__Stated goal__. Take the lines of the material below from its first line through the line that contains "Query: man's leg", and recast them as a JSON list of strings with one string per line, omitting blank lines.
begin Record extracts
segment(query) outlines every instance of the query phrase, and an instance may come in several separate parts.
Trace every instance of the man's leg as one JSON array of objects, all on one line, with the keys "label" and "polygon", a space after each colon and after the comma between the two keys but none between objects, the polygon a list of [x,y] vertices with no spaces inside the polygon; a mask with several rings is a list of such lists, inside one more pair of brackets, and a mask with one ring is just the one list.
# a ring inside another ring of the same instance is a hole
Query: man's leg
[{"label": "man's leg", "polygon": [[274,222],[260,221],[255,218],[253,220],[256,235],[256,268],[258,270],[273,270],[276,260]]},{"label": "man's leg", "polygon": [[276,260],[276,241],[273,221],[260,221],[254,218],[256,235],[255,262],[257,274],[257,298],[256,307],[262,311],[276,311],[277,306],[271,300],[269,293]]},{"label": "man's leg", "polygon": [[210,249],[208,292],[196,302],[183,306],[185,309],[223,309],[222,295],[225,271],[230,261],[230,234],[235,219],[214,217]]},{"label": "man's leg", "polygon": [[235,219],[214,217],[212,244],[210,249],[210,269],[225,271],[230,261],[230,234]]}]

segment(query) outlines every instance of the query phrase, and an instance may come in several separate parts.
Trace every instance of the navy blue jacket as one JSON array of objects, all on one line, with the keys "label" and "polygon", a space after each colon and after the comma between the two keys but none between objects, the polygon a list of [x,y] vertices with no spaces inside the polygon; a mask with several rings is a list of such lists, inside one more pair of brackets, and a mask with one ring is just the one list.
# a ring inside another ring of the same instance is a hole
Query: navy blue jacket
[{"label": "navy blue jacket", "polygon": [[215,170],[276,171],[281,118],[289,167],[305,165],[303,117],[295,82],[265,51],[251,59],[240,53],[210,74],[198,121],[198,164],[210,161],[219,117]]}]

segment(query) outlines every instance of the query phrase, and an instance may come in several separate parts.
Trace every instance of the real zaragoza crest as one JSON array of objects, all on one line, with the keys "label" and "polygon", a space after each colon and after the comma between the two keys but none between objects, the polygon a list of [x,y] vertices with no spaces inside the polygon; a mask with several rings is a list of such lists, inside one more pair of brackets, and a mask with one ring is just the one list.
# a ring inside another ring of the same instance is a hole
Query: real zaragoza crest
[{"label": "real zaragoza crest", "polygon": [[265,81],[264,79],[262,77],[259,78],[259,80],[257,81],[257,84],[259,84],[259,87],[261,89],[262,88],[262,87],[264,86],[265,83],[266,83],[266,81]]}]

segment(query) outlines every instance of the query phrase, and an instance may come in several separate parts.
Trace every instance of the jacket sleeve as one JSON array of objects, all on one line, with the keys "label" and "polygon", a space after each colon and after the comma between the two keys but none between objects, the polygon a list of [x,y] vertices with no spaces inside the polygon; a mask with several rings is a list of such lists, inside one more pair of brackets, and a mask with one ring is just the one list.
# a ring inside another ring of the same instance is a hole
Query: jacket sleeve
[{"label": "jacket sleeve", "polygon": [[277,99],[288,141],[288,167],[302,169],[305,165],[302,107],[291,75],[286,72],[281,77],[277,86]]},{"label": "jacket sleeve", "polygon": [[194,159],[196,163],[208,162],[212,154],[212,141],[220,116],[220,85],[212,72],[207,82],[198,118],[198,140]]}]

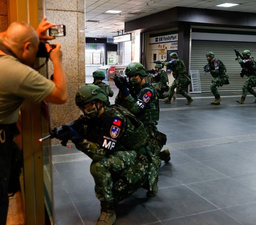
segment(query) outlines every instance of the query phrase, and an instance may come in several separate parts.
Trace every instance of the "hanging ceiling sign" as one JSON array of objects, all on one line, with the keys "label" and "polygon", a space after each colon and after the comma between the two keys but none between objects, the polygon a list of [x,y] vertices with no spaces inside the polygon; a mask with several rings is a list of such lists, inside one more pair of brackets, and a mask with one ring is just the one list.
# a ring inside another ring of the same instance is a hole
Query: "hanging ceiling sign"
[{"label": "hanging ceiling sign", "polygon": [[177,41],[178,34],[163,34],[149,36],[149,44]]},{"label": "hanging ceiling sign", "polygon": [[128,34],[127,35],[119,35],[118,36],[113,37],[114,43],[116,43],[117,42],[128,41],[131,40],[131,34]]}]

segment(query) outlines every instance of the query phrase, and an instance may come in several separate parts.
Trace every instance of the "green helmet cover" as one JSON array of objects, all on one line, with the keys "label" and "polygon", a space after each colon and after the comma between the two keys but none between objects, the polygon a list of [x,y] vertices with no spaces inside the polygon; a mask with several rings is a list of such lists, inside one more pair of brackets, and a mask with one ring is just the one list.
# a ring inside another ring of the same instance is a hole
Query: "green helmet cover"
[{"label": "green helmet cover", "polygon": [[97,70],[92,73],[92,77],[93,78],[95,78],[95,77],[99,77],[100,78],[105,79],[105,74],[102,70]]},{"label": "green helmet cover", "polygon": [[212,52],[207,52],[206,53],[206,57],[210,56],[210,57],[212,57],[212,58],[214,58],[214,54]]},{"label": "green helmet cover", "polygon": [[242,54],[243,55],[247,55],[249,57],[251,56],[251,52],[249,50],[244,50]]},{"label": "green helmet cover", "polygon": [[175,58],[175,59],[178,59],[179,56],[178,55],[178,54],[176,53],[175,52],[173,52],[170,54],[170,58]]},{"label": "green helmet cover", "polygon": [[129,77],[131,75],[140,74],[142,77],[148,76],[147,70],[141,63],[133,62],[128,64],[125,68],[125,74]]},{"label": "green helmet cover", "polygon": [[157,64],[155,65],[155,68],[162,69],[163,68],[162,64]]},{"label": "green helmet cover", "polygon": [[85,85],[76,93],[76,104],[78,107],[82,107],[95,100],[102,102],[107,100],[101,88],[97,85]]}]

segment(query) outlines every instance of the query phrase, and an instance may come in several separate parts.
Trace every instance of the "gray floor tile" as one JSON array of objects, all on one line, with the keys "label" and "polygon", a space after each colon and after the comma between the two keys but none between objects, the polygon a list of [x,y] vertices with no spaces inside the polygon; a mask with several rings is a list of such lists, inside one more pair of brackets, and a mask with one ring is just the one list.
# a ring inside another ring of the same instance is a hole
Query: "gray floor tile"
[{"label": "gray floor tile", "polygon": [[202,162],[227,176],[244,175],[256,171],[255,165],[235,156],[206,160]]},{"label": "gray floor tile", "polygon": [[172,166],[173,177],[181,184],[214,180],[226,176],[198,162],[179,164]]},{"label": "gray floor tile", "polygon": [[140,201],[161,221],[216,209],[184,186],[160,189],[157,196]]},{"label": "gray floor tile", "polygon": [[229,178],[187,186],[219,208],[256,201],[256,191]]},{"label": "gray floor tile", "polygon": [[222,211],[243,225],[255,225],[255,202],[223,209]]},{"label": "gray floor tile", "polygon": [[231,177],[231,178],[244,185],[256,190],[256,173]]},{"label": "gray floor tile", "polygon": [[163,223],[165,225],[241,225],[241,223],[221,210],[167,220]]},{"label": "gray floor tile", "polygon": [[182,153],[197,161],[225,158],[231,156],[223,151],[223,145],[204,146],[180,150]]},{"label": "gray floor tile", "polygon": [[84,225],[76,209],[72,204],[59,205],[55,209],[56,225]]},{"label": "gray floor tile", "polygon": [[[116,225],[256,224],[255,105],[250,95],[244,105],[230,97],[241,94],[221,92],[219,106],[210,104],[211,93],[193,94],[189,106],[180,95],[160,102],[158,127],[171,161],[159,168],[157,196],[140,188],[119,203]],[[91,160],[71,145],[52,147],[55,223],[95,224],[100,207]]]},{"label": "gray floor tile", "polygon": [[91,160],[54,164],[60,178],[62,179],[91,177],[90,165]]}]

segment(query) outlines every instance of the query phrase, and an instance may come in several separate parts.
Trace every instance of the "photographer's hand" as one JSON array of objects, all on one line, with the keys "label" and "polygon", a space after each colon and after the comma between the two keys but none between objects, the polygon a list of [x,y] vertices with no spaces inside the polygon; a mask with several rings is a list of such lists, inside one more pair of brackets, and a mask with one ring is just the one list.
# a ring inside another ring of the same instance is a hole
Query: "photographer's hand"
[{"label": "photographer's hand", "polygon": [[46,18],[44,17],[38,24],[37,28],[36,28],[36,32],[38,35],[39,39],[40,40],[52,40],[55,39],[55,37],[50,36],[47,34],[47,30],[55,25],[55,24],[47,21]]},{"label": "photographer's hand", "polygon": [[[45,44],[47,52],[50,53],[50,59],[53,64],[53,81],[55,85],[55,88],[50,95],[46,97],[44,100],[46,102],[54,102],[56,104],[62,104],[66,102],[67,98],[67,81],[65,73],[63,68],[62,59],[62,53],[60,50],[60,45],[55,44],[56,47],[51,51],[51,46],[49,44]],[[63,99],[59,101],[58,98]],[[56,102],[57,101],[57,102]]]}]

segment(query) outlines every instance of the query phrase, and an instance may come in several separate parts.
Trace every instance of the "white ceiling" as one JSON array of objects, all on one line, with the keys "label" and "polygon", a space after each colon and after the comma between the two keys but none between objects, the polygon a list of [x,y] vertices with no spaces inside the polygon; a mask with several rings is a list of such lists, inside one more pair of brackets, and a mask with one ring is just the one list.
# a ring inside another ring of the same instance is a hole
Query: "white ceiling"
end Record extracts
__Exercise result__.
[
  "segment(query) outlines every instance of the query phrase, and an instance may come in several separate parts.",
  "Trace every instance of the man's leg as one JSON array of objects, all on one line, with the keys \"label\" and \"polygon\", a space after each colon and after the comma between the two keys but none between objects, the polygon a list of [x,y] vertices with no spaces inside the polygon; a mask with several rings is a list of such lists, inside one more pair of brackets, and a mask with one ring is just the one list.",
  "# a ring inside another ring of the same instance is a hole",
  "Query: man's leg"
]